Written problem: Give a verbatim quotation of every record.

Listed records:
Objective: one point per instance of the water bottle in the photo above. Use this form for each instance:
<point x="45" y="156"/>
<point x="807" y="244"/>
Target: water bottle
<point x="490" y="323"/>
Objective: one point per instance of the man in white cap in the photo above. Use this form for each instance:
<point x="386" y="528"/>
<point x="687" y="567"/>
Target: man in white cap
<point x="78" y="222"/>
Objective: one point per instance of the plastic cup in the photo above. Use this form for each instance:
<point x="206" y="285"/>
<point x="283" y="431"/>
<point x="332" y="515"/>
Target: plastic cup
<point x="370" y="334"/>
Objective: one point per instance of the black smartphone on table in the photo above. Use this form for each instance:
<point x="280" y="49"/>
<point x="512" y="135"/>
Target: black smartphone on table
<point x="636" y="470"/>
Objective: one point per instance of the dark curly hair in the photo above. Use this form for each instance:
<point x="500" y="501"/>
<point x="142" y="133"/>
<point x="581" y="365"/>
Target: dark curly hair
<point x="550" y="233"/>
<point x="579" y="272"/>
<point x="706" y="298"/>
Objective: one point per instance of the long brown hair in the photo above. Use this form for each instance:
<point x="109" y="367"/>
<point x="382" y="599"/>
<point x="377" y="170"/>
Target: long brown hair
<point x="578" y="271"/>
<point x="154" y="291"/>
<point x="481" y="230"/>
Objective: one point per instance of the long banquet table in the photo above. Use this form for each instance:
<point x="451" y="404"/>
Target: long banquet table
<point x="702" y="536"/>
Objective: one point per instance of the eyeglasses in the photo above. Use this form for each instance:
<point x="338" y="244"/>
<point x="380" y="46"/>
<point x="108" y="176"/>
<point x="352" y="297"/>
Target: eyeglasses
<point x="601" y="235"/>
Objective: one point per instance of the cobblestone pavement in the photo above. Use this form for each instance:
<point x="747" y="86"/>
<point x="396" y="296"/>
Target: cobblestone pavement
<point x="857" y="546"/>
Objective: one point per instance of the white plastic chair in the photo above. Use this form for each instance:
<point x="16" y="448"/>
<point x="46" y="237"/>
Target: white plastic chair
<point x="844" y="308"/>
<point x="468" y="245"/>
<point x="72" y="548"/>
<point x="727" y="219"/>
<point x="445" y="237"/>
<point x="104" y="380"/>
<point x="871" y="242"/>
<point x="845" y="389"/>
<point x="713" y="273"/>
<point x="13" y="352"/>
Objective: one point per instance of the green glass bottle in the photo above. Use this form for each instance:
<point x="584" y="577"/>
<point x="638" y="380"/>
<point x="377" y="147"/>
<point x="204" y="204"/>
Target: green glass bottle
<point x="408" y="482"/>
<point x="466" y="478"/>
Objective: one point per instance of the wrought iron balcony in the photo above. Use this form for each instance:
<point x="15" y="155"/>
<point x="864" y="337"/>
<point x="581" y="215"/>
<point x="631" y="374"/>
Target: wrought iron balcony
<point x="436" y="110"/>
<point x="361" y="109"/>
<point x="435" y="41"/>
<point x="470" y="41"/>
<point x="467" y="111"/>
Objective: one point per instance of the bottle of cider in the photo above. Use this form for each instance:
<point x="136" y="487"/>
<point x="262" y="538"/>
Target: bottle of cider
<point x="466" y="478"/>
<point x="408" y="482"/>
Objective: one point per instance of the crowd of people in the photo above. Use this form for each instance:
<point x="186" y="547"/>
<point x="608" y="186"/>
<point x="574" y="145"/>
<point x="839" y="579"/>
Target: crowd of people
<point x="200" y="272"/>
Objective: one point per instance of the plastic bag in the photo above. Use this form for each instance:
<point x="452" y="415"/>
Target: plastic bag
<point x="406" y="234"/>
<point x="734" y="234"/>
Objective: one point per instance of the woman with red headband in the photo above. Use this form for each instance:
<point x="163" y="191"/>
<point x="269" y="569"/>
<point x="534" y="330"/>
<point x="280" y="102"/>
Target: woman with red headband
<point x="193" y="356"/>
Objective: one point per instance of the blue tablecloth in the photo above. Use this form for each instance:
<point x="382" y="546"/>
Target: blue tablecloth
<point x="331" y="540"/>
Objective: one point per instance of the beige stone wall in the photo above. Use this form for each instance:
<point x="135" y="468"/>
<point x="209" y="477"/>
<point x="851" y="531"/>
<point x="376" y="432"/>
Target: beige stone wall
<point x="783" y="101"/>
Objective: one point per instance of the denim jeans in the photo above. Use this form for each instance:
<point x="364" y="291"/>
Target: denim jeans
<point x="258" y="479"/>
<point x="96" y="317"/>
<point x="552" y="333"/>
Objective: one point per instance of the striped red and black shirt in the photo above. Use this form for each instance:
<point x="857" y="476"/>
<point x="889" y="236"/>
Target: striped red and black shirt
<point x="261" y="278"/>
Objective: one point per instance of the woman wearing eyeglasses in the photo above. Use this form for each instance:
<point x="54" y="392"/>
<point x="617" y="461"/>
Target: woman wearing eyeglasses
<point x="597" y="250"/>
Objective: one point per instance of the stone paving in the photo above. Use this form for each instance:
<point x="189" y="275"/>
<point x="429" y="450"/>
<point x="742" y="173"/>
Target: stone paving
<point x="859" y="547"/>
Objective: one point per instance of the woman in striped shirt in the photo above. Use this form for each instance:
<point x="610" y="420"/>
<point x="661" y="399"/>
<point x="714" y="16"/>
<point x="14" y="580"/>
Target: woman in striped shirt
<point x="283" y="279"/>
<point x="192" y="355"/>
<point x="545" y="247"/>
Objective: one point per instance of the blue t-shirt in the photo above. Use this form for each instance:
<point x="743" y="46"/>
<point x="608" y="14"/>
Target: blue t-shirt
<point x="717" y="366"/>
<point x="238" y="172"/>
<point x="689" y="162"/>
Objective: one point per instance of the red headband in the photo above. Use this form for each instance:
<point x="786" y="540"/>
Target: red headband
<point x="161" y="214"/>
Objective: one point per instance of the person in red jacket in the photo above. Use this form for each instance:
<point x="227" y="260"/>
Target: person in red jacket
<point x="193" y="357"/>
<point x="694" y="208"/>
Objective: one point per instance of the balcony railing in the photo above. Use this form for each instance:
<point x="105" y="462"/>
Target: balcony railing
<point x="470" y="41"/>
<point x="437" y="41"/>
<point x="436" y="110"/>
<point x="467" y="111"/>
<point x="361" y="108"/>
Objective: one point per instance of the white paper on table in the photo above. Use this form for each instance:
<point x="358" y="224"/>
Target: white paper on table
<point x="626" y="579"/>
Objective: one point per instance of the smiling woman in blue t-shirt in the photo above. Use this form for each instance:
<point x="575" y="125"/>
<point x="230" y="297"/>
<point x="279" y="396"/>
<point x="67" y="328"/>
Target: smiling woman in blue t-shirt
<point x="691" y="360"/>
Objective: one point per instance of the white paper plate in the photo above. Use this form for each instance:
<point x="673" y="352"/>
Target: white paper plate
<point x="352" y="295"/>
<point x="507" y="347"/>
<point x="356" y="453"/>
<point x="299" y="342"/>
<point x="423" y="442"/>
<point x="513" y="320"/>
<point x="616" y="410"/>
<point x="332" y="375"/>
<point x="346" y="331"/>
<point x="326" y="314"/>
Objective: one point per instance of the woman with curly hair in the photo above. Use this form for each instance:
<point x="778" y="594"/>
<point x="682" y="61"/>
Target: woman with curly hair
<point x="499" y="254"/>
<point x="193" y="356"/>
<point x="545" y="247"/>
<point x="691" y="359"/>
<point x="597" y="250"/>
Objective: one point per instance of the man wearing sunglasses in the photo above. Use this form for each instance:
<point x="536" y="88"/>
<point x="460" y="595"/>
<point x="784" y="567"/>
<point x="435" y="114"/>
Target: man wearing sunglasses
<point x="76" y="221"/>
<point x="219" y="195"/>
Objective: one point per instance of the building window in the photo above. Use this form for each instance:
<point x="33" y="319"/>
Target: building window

The output:
Objective: one point per instance of the water bottle in the photo above. Use this form for each instance:
<point x="45" y="156"/>
<point x="807" y="244"/>
Target: water bottle
<point x="490" y="323"/>
Objective: one point per instance of the man in white cap in the photo above. Use this form for each instance:
<point x="386" y="528"/>
<point x="687" y="567"/>
Target: man in white cap
<point x="78" y="222"/>
Objective: one point per instance of the plastic cup in the photo above. Use this form for each instance:
<point x="206" y="285"/>
<point x="283" y="431"/>
<point x="332" y="515"/>
Target: plastic cup
<point x="370" y="334"/>
Objective: one point per instance of the black smartphone on table in the photo above. Use this form for each instance:
<point x="280" y="49"/>
<point x="512" y="135"/>
Target: black smartphone on table
<point x="636" y="470"/>
Objective: one point per instance of the dark curly hair in the photo above. Use this form for each instance:
<point x="500" y="501"/>
<point x="142" y="133"/>
<point x="581" y="365"/>
Target: dark curly hair
<point x="550" y="233"/>
<point x="579" y="272"/>
<point x="706" y="298"/>
Objective: one point per instance of the long brown hair in the photo above. Use this form for each instance:
<point x="109" y="367"/>
<point x="382" y="599"/>
<point x="377" y="170"/>
Target: long brown hair
<point x="578" y="271"/>
<point x="154" y="291"/>
<point x="481" y="230"/>
Objective: one point per instance of the long banquet table in the photo above. Use this form for each instance:
<point x="451" y="404"/>
Target: long banquet table
<point x="702" y="536"/>
Objective: one point per instance of the eyeglasses in the photo above. Use this form for each instance:
<point x="338" y="244"/>
<point x="380" y="46"/>
<point x="108" y="176"/>
<point x="352" y="297"/>
Target: eyeglasses
<point x="601" y="235"/>
Objective: one point per instance of the cobblestone pavement in the photo above. Use this form for each instance:
<point x="747" y="86"/>
<point x="396" y="296"/>
Target: cobblestone pavement
<point x="857" y="546"/>
Objective: one point per instance of the white plastic chair in the photo above. Use this form for each instance:
<point x="16" y="448"/>
<point x="46" y="237"/>
Target: white plastic chair
<point x="844" y="308"/>
<point x="468" y="245"/>
<point x="72" y="548"/>
<point x="727" y="219"/>
<point x="445" y="237"/>
<point x="104" y="380"/>
<point x="871" y="242"/>
<point x="845" y="389"/>
<point x="713" y="273"/>
<point x="13" y="352"/>
Objective: one point per instance of the green glass bottle in the photo above. Use this form for each instance:
<point x="584" y="577"/>
<point x="638" y="380"/>
<point x="377" y="147"/>
<point x="204" y="204"/>
Target: green glass bottle
<point x="408" y="482"/>
<point x="466" y="478"/>
Objective: one point per instance of the wrought iron balcony in the photo above. Use this form for each instance:
<point x="15" y="155"/>
<point x="864" y="337"/>
<point x="581" y="215"/>
<point x="631" y="374"/>
Target: wrought iron balcony
<point x="436" y="110"/>
<point x="361" y="109"/>
<point x="435" y="41"/>
<point x="470" y="41"/>
<point x="467" y="111"/>
Objective: one point per instance of the bottle of cider in the photo above. Use this form for each instance:
<point x="136" y="487"/>
<point x="262" y="538"/>
Target: bottle of cider
<point x="466" y="478"/>
<point x="408" y="482"/>
Objective: one point per instance of the crowd of people in the photo above. Use this form for each instance:
<point x="186" y="547"/>
<point x="608" y="186"/>
<point x="574" y="145"/>
<point x="839" y="579"/>
Target: crowd of people
<point x="200" y="272"/>
Objective: one point per instance of the plastic bag in the photo above. Use this form for each instance:
<point x="452" y="415"/>
Target: plastic bag
<point x="406" y="234"/>
<point x="734" y="234"/>
Objective: one point per instance of the woman with red headband in the photo above. Use this form for each instance:
<point x="163" y="191"/>
<point x="269" y="569"/>
<point x="534" y="330"/>
<point x="280" y="102"/>
Target: woman with red headband
<point x="193" y="356"/>
Objective: one point per instance of the blue tablecloth in the photo above. Use this form for each instance:
<point x="382" y="546"/>
Target: blue tablecloth
<point x="331" y="540"/>
Objective: one point per instance of the beige stone wall in the photo above. Use this form for each instance:
<point x="135" y="468"/>
<point x="209" y="477"/>
<point x="851" y="531"/>
<point x="376" y="432"/>
Target: beige stone wall
<point x="783" y="101"/>
Objective: one point per instance of the denim jeans in the photo above. Use this form for each instance:
<point x="364" y="291"/>
Target: denim jeans
<point x="258" y="479"/>
<point x="96" y="317"/>
<point x="552" y="333"/>
Objective: one point per instance of the striped red and black shirt in the photo above. Use this form for each instance:
<point x="857" y="476"/>
<point x="889" y="236"/>
Target: striped red and black shirt
<point x="261" y="278"/>
Objective: one point per instance of the woman wearing eyeglasses in the photo above. Use this form for each instance:
<point x="54" y="392"/>
<point x="617" y="461"/>
Target: woman wearing eyeglasses
<point x="597" y="250"/>
Objective: one point per instance of the stone paving in the photo above. Use this form for each instance:
<point x="189" y="275"/>
<point x="429" y="450"/>
<point x="742" y="173"/>
Target: stone paving
<point x="859" y="547"/>
Objective: one point per instance of the woman in striped shirt in the photo above. Use this form for each instance:
<point x="610" y="420"/>
<point x="661" y="399"/>
<point x="714" y="16"/>
<point x="14" y="580"/>
Target: woman in striped shirt
<point x="283" y="279"/>
<point x="192" y="355"/>
<point x="545" y="247"/>
Objective: one point per instance of the blue t-shirt in the photo above. Use this form for each instance:
<point x="743" y="46"/>
<point x="608" y="14"/>
Target: blue t-shirt
<point x="717" y="366"/>
<point x="238" y="172"/>
<point x="689" y="162"/>
Objective: one point per instance of the red headband in the photo above. Use this form for each instance:
<point x="786" y="540"/>
Target: red headband
<point x="161" y="214"/>
Objective: one point per instance of the person in red jacket in the photo above. Use this form for each instance:
<point x="227" y="260"/>
Target: person in red jacket
<point x="193" y="357"/>
<point x="694" y="208"/>
Objective: one point per instance of the balcony railing in the photo above. Use this form for each instance:
<point x="105" y="462"/>
Target: balcony railing
<point x="470" y="41"/>
<point x="437" y="41"/>
<point x="436" y="110"/>
<point x="467" y="111"/>
<point x="361" y="108"/>
Objective: one point per instance of the white paper on table in the photo above. Use this form for each instance:
<point x="358" y="224"/>
Target: white paper on table
<point x="626" y="579"/>
Objective: one point per instance of the smiling woman in blue t-shirt in the photo above. Use this form for each instance:
<point x="575" y="125"/>
<point x="230" y="297"/>
<point x="279" y="396"/>
<point x="67" y="328"/>
Target: smiling woman in blue t-shirt
<point x="691" y="360"/>
Objective: one point per instance of the white paper plate in the photo above. Use this form for each instance:
<point x="673" y="352"/>
Target: white paper plate
<point x="352" y="295"/>
<point x="507" y="347"/>
<point x="356" y="453"/>
<point x="299" y="342"/>
<point x="423" y="442"/>
<point x="513" y="320"/>
<point x="616" y="410"/>
<point x="332" y="375"/>
<point x="346" y="331"/>
<point x="326" y="314"/>
Objective: one point per instance of the woman with curly hair in the photo above. Use this form for each instance:
<point x="778" y="594"/>
<point x="682" y="61"/>
Target: woman with curly hair
<point x="499" y="254"/>
<point x="193" y="356"/>
<point x="545" y="247"/>
<point x="691" y="359"/>
<point x="597" y="250"/>
Objective: one point per instance of the man wearing sunglasses in the photo above. Use this form for each instance:
<point x="536" y="88"/>
<point x="460" y="595"/>
<point x="784" y="567"/>
<point x="435" y="114"/>
Target: man wearing sunglasses
<point x="76" y="221"/>
<point x="219" y="195"/>
Objective: one point per instance of the building window in the photo above. Use this form for each instance:
<point x="33" y="319"/>
Target: building window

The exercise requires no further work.